What needs to be done: Reproduce the line containing "Target: door frame" in the listing below, then every later line up to the end, precisely as written.
######
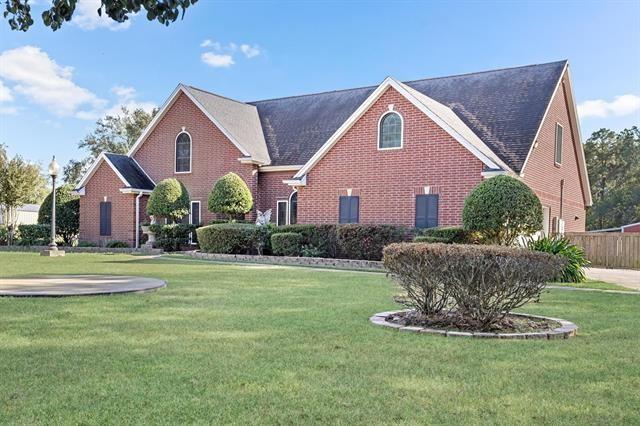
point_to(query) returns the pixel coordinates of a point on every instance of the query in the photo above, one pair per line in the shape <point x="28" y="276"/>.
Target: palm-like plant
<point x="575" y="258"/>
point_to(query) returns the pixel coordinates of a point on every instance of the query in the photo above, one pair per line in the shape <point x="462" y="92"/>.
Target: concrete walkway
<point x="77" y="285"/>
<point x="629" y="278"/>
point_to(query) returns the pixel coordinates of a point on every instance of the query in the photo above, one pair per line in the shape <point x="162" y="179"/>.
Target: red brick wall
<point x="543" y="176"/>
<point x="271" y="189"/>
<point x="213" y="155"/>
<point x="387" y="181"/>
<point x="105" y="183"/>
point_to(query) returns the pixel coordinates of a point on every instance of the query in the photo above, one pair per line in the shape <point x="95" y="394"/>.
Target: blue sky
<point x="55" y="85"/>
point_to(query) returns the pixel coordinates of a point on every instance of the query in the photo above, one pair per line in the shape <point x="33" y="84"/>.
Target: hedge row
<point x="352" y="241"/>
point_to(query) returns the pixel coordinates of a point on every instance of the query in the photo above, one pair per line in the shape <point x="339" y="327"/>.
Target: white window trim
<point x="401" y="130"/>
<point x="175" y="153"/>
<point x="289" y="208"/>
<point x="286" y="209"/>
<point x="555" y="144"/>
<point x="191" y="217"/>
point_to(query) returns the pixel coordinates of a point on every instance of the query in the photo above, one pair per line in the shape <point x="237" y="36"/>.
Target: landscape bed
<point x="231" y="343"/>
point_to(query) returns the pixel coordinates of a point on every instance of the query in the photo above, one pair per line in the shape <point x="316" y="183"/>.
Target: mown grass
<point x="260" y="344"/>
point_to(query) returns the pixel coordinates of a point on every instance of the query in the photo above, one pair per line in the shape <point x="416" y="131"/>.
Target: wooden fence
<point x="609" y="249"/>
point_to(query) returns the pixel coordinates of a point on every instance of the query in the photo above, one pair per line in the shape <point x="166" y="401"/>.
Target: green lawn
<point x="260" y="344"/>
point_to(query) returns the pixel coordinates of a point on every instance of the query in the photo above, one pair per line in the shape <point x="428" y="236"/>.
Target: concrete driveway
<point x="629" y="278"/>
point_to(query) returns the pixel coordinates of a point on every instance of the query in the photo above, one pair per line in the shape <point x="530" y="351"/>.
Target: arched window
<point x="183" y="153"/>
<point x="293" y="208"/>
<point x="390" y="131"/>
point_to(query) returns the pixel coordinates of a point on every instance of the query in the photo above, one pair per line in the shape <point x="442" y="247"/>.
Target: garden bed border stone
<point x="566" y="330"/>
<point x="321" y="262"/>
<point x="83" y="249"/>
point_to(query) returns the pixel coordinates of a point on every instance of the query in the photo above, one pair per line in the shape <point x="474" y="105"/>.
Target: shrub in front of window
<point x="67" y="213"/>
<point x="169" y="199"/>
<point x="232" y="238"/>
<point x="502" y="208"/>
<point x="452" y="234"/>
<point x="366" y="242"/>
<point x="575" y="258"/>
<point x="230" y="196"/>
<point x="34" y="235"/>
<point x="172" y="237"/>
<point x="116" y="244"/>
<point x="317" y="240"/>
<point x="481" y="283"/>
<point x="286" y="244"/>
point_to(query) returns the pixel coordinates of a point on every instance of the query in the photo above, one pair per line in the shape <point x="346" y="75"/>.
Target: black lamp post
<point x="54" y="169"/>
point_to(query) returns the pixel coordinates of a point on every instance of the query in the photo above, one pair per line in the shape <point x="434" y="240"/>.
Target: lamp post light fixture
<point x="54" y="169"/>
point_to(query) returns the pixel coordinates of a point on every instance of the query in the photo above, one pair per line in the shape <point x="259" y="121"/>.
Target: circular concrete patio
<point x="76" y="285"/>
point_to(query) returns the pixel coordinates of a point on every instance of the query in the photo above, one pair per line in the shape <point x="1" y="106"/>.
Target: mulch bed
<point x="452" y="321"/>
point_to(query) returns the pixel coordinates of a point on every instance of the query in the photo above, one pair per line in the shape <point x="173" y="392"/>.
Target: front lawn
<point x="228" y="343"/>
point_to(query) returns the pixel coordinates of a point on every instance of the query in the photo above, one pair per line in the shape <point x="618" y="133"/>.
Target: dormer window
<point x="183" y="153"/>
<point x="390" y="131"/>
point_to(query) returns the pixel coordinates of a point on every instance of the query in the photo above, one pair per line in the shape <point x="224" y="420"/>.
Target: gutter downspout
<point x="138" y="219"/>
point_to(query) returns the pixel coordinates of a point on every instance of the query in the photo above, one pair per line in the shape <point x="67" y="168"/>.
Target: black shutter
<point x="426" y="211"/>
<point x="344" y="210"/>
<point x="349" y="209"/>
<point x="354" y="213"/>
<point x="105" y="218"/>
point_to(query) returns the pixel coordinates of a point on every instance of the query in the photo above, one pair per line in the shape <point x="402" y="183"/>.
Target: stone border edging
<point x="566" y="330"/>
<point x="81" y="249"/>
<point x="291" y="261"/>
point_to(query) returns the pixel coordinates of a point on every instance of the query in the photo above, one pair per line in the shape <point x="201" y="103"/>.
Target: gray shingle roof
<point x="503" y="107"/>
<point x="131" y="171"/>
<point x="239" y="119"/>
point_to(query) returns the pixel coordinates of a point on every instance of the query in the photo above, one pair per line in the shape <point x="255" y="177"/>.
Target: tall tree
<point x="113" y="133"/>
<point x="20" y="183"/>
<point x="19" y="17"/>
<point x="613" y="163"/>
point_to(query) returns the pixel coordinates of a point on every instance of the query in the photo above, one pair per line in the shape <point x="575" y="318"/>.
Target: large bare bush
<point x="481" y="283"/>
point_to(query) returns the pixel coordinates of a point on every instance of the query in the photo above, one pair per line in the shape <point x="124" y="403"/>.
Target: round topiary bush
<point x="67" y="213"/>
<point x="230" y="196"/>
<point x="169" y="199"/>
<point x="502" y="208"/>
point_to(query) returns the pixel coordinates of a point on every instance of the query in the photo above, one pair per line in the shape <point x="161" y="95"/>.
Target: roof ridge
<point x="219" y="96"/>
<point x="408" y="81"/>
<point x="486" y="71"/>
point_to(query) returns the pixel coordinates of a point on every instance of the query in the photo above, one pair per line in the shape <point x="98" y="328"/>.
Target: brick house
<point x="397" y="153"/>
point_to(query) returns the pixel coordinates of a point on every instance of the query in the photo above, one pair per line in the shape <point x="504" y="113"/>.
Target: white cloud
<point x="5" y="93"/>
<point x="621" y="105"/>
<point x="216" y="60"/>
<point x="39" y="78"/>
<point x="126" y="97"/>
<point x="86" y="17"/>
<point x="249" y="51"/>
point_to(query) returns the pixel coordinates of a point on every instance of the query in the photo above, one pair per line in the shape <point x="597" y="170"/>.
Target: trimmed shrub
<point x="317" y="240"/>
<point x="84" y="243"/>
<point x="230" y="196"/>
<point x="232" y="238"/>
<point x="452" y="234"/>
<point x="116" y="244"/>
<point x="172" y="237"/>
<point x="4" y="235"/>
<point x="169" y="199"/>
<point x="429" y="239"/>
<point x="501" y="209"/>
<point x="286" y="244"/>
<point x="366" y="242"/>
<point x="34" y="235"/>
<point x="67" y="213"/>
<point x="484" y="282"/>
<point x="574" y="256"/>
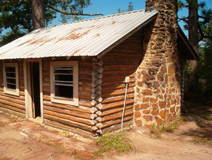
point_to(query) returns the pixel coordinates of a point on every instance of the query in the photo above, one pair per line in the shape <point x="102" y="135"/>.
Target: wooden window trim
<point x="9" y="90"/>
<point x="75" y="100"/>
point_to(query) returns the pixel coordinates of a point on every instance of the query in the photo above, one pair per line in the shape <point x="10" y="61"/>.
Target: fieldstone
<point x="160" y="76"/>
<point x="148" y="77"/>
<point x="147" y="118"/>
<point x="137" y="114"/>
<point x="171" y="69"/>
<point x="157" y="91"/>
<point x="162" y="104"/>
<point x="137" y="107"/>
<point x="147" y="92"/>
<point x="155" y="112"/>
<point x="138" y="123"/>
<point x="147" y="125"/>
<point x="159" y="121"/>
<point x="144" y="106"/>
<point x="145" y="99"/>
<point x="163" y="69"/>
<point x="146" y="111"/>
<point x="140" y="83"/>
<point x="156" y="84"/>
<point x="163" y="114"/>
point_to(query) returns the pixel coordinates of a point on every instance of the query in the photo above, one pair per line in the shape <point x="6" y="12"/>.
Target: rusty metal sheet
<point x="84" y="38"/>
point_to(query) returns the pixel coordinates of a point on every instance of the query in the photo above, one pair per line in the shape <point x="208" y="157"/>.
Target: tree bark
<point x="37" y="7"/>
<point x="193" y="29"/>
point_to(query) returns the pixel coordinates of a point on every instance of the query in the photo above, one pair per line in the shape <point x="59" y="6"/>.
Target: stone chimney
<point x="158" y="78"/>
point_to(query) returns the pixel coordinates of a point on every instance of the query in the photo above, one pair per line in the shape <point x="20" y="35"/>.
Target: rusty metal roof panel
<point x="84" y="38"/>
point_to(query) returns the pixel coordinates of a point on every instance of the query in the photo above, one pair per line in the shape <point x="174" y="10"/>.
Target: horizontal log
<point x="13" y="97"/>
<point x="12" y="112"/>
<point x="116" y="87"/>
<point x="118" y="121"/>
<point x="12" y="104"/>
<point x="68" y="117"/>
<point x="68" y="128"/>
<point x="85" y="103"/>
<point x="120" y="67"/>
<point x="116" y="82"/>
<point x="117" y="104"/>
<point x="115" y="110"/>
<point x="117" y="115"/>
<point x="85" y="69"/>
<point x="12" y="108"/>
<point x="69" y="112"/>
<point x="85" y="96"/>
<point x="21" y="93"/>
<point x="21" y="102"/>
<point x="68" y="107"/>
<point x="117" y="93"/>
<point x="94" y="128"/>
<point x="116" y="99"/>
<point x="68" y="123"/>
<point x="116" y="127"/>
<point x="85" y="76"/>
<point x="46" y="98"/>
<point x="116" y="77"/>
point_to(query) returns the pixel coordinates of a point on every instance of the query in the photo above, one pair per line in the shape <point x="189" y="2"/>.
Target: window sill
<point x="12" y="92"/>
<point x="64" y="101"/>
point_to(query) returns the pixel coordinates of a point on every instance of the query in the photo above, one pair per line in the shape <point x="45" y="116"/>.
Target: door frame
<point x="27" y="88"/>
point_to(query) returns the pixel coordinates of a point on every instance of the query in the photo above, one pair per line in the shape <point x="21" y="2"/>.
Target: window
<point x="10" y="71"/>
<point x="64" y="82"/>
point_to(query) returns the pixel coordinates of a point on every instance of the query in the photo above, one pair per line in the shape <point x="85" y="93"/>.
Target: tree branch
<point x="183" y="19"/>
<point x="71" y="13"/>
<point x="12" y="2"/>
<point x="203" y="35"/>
######
Result of this exercise:
Target: door frame
<point x="27" y="88"/>
point_to(query) returns the pixel coordinates of a point on every instance of the query in the photo above, one pair per line in the shape <point x="21" y="2"/>.
Target: window
<point x="10" y="71"/>
<point x="64" y="82"/>
point_to(query) returns the pixel coordinates of a point on every instance of the query in the photo above, one pair per line in the shape <point x="85" y="93"/>.
Target: tree branch
<point x="183" y="19"/>
<point x="71" y="13"/>
<point x="12" y="2"/>
<point x="203" y="35"/>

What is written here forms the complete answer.